Ты просвещением свой разум осветил,

Ты правды чистый лик увидел,

И нежно чуждые народы возлюбил,

И мудро свой возненавидел.

Когда безмолвная Варшава поднялась

И ярым бунтом опьянела,

И смертная борьба меж нами началась

При клике «Польска не згинела!» —

Ты руки потирал от наших неудач,

С лукавым смехом слушал вести,

Когда разбитые полки бежали вскачь

И гибло знамя нашей чести.

Когда ж Варшавы бунт раздавленный лежал

Во прахе, пламени и в дыме,

Поникнул ты главой и горько возрыдал,

Как жид о Иерусалиме.

Многие назовут это стихотворение «политическим», некоторые скажут, что оно звучит удивительно злободневно. Но для Пушкина поэзия была, конечно же, «выше» политики; он ведь говорил, что поэзия «выше нравственности» (даже!). И это стихотворение не злободневно,а вечно — независимо от каких-либо политических ситуаций. Пушкин — о чем свидетельствует и целый ряд других его произведений — отнюдь не предлагал «потирать руки» потому, что бунт Варшавы «раздавлен». Нельзя не сказать и о том, что слово «жид» в пушкинские времена не имело однозначно «бранного» (как не имеет и теперь в чешском и польском языках), а кроме того, «жид», рыдающий об утраченном Иерусалиме, — это, конечно, истинно драматический образ.

Но, изображая драму московского либерала, поэт никак не мог «одобрять» столь характерную для значительной части российской публики «извращенность», выражающуюся и в «мудрой» ненависти к своему народу, и в том, что вести о поражениях русских полков слушают с «лукавым смехом»…

«Политические» стихотворения Пушкина часто как бы вводят в русло общепринятых понятий. Между тем в зрелом творчестве Пушкина явлена вовсе не политика, а проникновенная поэтическая историософия. Так, в стихотворении «К вельможе» Пушкин в немногих строках сказал о том, что свершилось в мире с 1789-го по 1830-й — сказал навечно (стоит заметить: в наше время не явился еще поэт, могущий действительно говорить о 1917 — 1991 гг.).

Все изменилося. Ты видел вихорь бури,

Падение всего, союз ума и фурий,

Свободой грозною воздвигнутый закон.

Под гильотиною Версаль и Трианон

И мрачным ужасом смененные забавы,

Преобразился мир при громах новой славы.

### ПИСЬМЕННОЕ ЗАДАНИЕ A
Перепишите фрагмент текста о Пушкине, начиная со слов «Когда разбитые полки» и далее вплоть до слов «жид о Иерусалиме.», поставив «стяг» на место «знамя».

Записи
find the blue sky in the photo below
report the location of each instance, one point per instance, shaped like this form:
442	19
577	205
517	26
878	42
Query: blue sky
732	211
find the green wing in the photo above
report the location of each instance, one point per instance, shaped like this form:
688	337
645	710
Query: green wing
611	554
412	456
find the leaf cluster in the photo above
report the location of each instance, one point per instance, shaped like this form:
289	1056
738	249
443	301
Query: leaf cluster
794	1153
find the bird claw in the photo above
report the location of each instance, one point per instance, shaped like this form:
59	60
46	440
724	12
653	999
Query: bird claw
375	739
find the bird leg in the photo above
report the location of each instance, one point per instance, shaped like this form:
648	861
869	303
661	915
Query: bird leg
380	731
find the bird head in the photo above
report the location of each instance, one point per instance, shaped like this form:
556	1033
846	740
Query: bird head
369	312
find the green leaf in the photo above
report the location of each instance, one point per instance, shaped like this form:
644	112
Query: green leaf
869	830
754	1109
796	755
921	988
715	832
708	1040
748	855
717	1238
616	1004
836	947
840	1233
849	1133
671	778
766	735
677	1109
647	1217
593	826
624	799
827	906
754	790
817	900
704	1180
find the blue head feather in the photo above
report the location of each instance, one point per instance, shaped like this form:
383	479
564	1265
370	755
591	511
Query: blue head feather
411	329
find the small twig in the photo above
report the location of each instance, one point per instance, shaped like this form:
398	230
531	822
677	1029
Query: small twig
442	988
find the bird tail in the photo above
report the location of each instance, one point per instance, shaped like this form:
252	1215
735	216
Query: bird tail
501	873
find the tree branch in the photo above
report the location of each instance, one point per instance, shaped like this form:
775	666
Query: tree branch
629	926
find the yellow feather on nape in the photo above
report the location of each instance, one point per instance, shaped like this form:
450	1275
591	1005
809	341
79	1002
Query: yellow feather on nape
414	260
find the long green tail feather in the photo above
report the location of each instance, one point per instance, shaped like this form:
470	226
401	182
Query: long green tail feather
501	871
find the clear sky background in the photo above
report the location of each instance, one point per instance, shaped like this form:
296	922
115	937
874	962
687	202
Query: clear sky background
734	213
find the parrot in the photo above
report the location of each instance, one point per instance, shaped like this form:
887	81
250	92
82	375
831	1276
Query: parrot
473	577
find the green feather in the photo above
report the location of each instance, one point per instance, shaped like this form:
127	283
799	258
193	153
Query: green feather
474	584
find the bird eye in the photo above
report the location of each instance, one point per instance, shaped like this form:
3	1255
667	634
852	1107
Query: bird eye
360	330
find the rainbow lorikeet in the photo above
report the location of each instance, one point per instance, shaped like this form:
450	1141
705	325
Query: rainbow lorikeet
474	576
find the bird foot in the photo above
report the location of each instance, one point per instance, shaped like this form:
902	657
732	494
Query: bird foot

### ПИСЬМЕННОЕ ЗАДАНИЕ B
Соберите из записей все строки, в которых есть слово «background», и, пожалуйста, выпишите их.

### РЕЗУЛЬТАТ ЗАДАНИЯ A
Когда разбитые полки бежали вскачь

И гибло стяг нашей чести.

Когда ж Варшавы бунт раздавленный лежал

Во прахе, пламени и в дыме,

Поникнул ты главой и горько возрыдал,

Как жид о Иерусалиме.

### РЕЗУЛЬТАТ ЗАДАНИЯ B
find the clear sky background in the photo above
Query: clear sky background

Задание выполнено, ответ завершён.